(Spatial localization data)

►

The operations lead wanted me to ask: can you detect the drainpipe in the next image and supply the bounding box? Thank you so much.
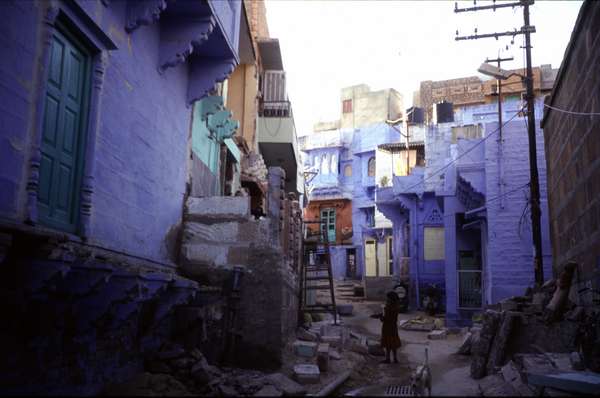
[413,195,421,310]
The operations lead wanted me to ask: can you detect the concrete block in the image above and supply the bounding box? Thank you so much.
[293,364,320,384]
[428,329,447,340]
[183,221,240,244]
[186,196,250,222]
[293,341,317,358]
[337,304,354,316]
[297,328,318,342]
[329,350,341,360]
[366,340,385,356]
[321,335,342,348]
[317,343,330,372]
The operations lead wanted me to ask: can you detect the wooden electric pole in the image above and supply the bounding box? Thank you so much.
[455,0,544,287]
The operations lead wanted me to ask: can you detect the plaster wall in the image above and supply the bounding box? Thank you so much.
[340,86,404,129]
[484,120,553,302]
[0,1,196,265]
[227,63,259,153]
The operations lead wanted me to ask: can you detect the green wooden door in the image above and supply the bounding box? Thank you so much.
[320,208,336,243]
[38,27,90,233]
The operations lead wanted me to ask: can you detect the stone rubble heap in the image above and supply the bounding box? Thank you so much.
[457,269,600,396]
[103,341,308,397]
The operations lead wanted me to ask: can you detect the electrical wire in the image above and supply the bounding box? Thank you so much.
[543,103,600,116]
[401,106,526,192]
[485,181,530,205]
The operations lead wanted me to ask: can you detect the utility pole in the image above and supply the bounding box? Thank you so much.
[486,55,513,209]
[455,0,544,287]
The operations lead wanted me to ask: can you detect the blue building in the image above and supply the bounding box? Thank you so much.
[0,0,243,393]
[377,92,556,326]
[300,85,404,292]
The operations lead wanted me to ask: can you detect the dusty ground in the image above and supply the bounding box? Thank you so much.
[338,299,479,396]
[284,281,479,396]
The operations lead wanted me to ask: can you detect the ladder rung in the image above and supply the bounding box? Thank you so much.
[301,308,336,313]
[302,304,335,309]
[304,285,333,291]
[304,276,332,281]
[305,266,331,271]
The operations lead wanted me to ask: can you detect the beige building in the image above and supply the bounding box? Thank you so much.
[315,84,404,132]
[414,64,558,123]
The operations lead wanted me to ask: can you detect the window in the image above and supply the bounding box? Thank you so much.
[367,157,375,177]
[344,164,352,177]
[330,154,338,175]
[342,99,352,113]
[365,207,375,227]
[38,24,92,233]
[320,208,336,243]
[424,227,445,260]
[321,154,329,174]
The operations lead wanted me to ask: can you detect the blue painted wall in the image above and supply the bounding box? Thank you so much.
[378,98,553,325]
[0,0,241,265]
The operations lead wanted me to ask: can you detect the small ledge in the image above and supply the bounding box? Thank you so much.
[158,16,215,74]
[187,57,236,104]
[125,0,167,33]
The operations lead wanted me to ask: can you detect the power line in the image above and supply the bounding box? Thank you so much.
[543,103,600,116]
[401,107,525,192]
[486,182,530,205]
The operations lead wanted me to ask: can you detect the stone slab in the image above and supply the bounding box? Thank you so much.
[321,335,342,348]
[293,364,320,384]
[428,329,447,340]
[526,371,600,395]
[264,373,307,396]
[337,304,354,316]
[293,341,317,358]
[297,328,318,342]
[254,385,282,397]
[501,360,534,396]
[186,196,250,222]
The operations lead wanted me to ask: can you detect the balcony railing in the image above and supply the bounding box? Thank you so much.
[259,100,291,118]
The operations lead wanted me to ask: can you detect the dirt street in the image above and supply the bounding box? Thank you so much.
[338,299,479,396]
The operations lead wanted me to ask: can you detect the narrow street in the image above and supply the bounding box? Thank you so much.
[1,0,598,396]
[277,282,480,396]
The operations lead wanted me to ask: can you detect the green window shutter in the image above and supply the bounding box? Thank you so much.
[320,208,336,243]
[38,27,90,233]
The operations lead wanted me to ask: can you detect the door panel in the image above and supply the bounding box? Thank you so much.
[377,241,389,276]
[365,240,376,276]
[38,27,90,232]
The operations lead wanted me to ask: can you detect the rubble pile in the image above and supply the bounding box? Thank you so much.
[459,265,600,396]
[103,341,308,397]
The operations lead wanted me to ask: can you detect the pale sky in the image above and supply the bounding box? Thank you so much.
[265,0,583,136]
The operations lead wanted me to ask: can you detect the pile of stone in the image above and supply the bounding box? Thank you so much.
[475,352,600,396]
[143,342,229,395]
[106,340,313,397]
[292,321,353,384]
[241,151,268,182]
[457,265,600,395]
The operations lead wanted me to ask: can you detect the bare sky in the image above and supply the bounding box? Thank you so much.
[265,0,583,136]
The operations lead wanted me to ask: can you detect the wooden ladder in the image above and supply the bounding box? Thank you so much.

◄

> **ASSIGNMENT**
Your reply must contain each entry exactly as written and no pictures.

> **REPLY**
The operations lead wanted me to ask: can you detect the drainpipe in the next image and supply the bounding box? Thank you so much.
[413,195,421,310]
The operations lead wanted me to ask: can you detect the concrete block in the image above and supply the bounding box? Thank you so much.
[293,364,320,384]
[428,329,447,340]
[183,221,240,244]
[186,196,250,222]
[293,341,317,358]
[337,304,354,316]
[297,328,318,342]
[329,350,341,360]
[366,340,385,356]
[321,335,342,348]
[317,343,330,372]
The operations lead wanted me to ask: can you detect the wooden electric pole in the image above and supply the bounding box? Thank you so much.
[455,0,544,287]
The operations lead wanted me to ask: can you detect the plaster wall in the image above and supply the bounding box? Thank you so much.
[340,86,404,129]
[484,120,553,302]
[0,1,196,265]
[227,63,259,153]
The operations lead wanted me to ask: can you detect the green wooden door in the image above and supply the bounding box? Thank you so much.
[320,208,336,243]
[38,27,90,233]
The operations lead wanted me to ask: can you detect the stone rubble heap in the image above and supply the bounding box? Thank you so much.
[457,269,600,396]
[103,341,308,397]
The operations lead wanted me to ask: can you detect the electrical wire in the image above and supply the bounding box? Thank you so much.
[543,103,600,116]
[401,106,526,192]
[485,181,530,205]
The operations lead wanted me to ask: can you detect the utility pole in the image above and supply the bounding box? Thank you so much.
[486,55,513,209]
[455,0,544,287]
The operations lead wanted me to ask: can you detect the blue building in the image above and supply the bounding box? Thank you so much.
[0,0,243,393]
[377,92,556,326]
[300,85,404,292]
The operations lead wanted me to ask: can you detect the dusty ground in the image above and supply the bounding box? Thank you so much.
[338,299,479,396]
[284,281,479,396]
The operations lead wanted me to ask: can you detect the ladder rung in the image above and supply the bounding box? Thank you so much.
[301,308,336,313]
[302,304,335,309]
[304,285,333,291]
[304,276,332,281]
[305,266,331,271]
The operations lead wanted me to ask: can you detect the beige building in the image above and supply the bounding box? Thank you so much.
[315,84,404,132]
[414,64,558,123]
The operations lead wanted me to ask: can you detect the window in the image above and supply the bounding box? Thank you so much.
[367,157,375,177]
[344,164,352,177]
[330,154,338,175]
[342,99,352,113]
[365,207,375,227]
[38,24,92,233]
[320,208,336,243]
[424,227,445,260]
[321,154,329,174]
The operations lead wanted me to ask: can you detect the blue painted wall in the image above and supply the bounding box? Thank you so much.
[378,98,553,325]
[0,0,241,265]
The operations lead wanted me to ask: can you detect the small ledge in the image above and supply the bounding box? Thank you so much.
[158,16,215,74]
[187,57,236,104]
[125,0,167,33]
The operations lead wanted me to ask: can you detect the power line in the image above and supply the bounding box? Thank you so much.
[543,103,600,116]
[401,107,525,192]
[486,182,530,205]
The operations lead wanted me to ask: can you detect the stone slab in the image above and supply the bounding box? Thank you so much.
[321,335,342,348]
[293,364,320,384]
[428,329,447,340]
[526,371,600,395]
[264,373,307,396]
[337,304,354,316]
[293,341,317,358]
[297,328,318,342]
[254,385,282,397]
[501,360,534,396]
[186,196,250,222]
The operations lead wanted me to ask: can you detect the balcony railing in the image above and supply the bounding box? Thank you so much.
[259,100,291,118]
The operations lead wanted me to ask: can you detect the dirt street in the image above and supply the bounding box? Thank you so much.
[338,299,479,396]
The operations lead wanted me to ask: can you detect the narrow street in the image above and supply the bounding box? Thank you so much.
[1,0,598,396]
[277,282,480,396]
The operations lead wanted me to ask: can you detect the green window shutter in the image above and supply the bounding box? Thank you so much.
[320,208,336,243]
[38,27,90,233]
The operations lead wanted me to ask: can you detect the door panel in the image above and supply the bounding box? Thank you so much.
[377,241,389,276]
[365,240,376,276]
[38,27,90,232]
The operations lead wanted me to ask: can you detect the rubble pile in the image above and supply the bounding box? Thank you so much.
[459,265,600,396]
[103,341,308,397]
The operations lead wanted me to ask: can you detect the pale sky in the image above and supply the bounding box? Thank you so much.
[265,0,583,136]
The operations lead wanted me to ask: can you detect the pile of stone in the image above and supply the bounding box? Thank you so much.
[475,352,600,396]
[143,342,229,395]
[106,340,313,397]
[292,321,353,384]
[241,151,268,182]
[457,265,600,395]
The operations lead wanted me to ask: can you detect the bare sky in the image above and supply the bounding box? Thank you so much.
[265,0,583,136]
The operations lead wanted me to ask: can you detect the wooden ladder in the image above and supply the bounding box? Thank you so much.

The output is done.